start EXCERPTED TEXT
A new report out from the Global Commission on the Economics of Water is an education-and-a-half, particularly when we’re encountering more and more stories about disrupted water cycles.
NYT: An Alarming Glimpse Into a Future of Historic Droughts - Record dry conditions in South America have led to wildfires, power cuts and water rationing. The world’s largest river system, the Amazon, which sustains some 30 million people across eight countries, is drying up.
Per the organization’s name, the report seeks to place water within an economic model so as to price its value and costs and impacts. The economics of water is a complex subject that encompasses the management, allocation, and sustainability of water resources. As global demand for fresh water increases due to population growth, urbanization, and climate change, it becomes crucial to understand the economic implications because those will be our primary motivations for change and action.
From the Preface:
We need a sea change in how we understand and act on water. The purpose is clear: bring back stability to the global water cycle, deliver on the human right to safe water, achieve food security and development that works for all, and keep our planet safe for generations to come.
In keeping with the whole Anthropocene vibe, the report notes that, for the first time in human history, our planet’s water cycle is out of balance.
end EXCERPTED TEXT
TASK INSTRUCTIONS:
Reproduce verbatim the portion of the water economics passage between "A new report" and "is drying up.", inclusive.
start SUPPLIED ENTRIES
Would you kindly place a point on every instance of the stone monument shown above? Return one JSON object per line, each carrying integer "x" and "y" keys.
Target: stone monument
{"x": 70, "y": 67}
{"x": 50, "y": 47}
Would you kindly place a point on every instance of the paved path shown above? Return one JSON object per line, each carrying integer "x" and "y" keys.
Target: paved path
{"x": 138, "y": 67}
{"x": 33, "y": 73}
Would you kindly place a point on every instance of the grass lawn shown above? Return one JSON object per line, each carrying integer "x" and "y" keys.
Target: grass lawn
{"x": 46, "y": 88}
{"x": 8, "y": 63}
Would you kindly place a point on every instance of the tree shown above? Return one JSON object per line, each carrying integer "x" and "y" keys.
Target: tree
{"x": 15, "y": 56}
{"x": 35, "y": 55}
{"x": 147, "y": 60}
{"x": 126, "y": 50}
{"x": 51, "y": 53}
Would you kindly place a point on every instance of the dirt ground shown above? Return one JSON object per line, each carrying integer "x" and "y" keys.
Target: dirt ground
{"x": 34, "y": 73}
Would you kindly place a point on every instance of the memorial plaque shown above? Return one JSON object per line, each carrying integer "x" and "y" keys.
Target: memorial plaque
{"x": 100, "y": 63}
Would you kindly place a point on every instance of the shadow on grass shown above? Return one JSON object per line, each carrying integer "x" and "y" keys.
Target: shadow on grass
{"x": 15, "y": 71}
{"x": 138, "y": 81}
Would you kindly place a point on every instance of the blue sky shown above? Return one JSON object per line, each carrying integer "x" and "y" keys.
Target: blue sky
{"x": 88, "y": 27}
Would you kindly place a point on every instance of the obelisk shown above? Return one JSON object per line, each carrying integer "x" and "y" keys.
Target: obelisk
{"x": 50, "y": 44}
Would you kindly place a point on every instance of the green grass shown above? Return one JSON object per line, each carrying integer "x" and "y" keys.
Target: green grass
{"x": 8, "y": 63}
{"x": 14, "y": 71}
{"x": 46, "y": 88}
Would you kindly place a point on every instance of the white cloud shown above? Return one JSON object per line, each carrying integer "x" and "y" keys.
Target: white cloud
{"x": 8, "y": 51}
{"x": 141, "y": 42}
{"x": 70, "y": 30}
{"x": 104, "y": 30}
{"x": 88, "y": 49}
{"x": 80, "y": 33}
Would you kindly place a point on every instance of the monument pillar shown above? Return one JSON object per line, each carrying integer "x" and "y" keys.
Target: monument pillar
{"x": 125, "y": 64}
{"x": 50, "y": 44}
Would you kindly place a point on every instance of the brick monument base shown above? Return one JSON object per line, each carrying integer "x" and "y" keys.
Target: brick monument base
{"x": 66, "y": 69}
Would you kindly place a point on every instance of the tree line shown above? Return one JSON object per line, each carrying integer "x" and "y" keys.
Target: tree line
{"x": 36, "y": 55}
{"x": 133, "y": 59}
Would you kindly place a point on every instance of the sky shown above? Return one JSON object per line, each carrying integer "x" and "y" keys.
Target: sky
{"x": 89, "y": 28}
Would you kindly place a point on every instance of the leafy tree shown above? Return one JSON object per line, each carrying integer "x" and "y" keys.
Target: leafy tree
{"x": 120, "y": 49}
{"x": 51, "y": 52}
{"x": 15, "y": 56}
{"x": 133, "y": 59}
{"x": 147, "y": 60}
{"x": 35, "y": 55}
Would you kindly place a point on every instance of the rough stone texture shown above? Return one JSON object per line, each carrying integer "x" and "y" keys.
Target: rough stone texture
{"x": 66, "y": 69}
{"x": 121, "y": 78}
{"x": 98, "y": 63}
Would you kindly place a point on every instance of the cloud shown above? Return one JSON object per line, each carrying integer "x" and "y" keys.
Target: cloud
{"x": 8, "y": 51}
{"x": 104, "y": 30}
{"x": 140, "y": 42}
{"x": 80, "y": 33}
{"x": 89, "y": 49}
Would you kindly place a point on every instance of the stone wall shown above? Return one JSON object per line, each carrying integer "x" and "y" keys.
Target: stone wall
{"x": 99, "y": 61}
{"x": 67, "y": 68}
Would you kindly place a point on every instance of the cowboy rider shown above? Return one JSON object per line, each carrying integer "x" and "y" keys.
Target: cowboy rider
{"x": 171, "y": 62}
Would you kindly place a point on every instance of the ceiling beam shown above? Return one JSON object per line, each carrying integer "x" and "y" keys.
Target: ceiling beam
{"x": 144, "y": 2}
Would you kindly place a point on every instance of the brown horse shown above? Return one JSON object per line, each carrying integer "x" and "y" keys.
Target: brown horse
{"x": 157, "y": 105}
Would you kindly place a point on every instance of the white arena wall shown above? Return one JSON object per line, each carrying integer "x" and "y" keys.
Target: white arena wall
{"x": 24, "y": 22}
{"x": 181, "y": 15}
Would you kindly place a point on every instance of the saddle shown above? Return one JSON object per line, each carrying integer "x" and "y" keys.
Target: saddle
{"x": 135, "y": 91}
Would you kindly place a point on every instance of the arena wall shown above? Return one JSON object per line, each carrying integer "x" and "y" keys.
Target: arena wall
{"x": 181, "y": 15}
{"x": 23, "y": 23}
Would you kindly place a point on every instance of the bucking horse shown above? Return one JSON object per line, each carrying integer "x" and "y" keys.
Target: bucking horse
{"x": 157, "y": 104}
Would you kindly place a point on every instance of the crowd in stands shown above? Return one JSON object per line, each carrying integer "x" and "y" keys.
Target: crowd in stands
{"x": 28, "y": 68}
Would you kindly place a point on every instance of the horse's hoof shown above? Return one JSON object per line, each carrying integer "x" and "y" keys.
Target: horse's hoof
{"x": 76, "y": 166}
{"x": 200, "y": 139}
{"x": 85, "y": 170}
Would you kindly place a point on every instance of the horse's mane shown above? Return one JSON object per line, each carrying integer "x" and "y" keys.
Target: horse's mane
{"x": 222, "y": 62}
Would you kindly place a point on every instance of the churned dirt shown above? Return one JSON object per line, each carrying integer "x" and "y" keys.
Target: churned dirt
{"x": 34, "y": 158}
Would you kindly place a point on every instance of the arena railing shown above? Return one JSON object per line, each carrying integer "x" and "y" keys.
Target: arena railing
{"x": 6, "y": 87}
end SUPPLIED ENTRIES
RESPONSE TO THIS EXERCISE:
A new report out from the Global Commission on the Economics of Water is an education-and-a-half, particularly when we’re encountering more and more stories about disrupted water cycles.
NYT: An Alarming Glimpse Into a Future of Historic Droughts - Record dry conditions in South America have led to wildfires, power cuts and water rationing. The world’s largest river system, the Amazon, which sustains some 30 million people across eight countries, is drying up.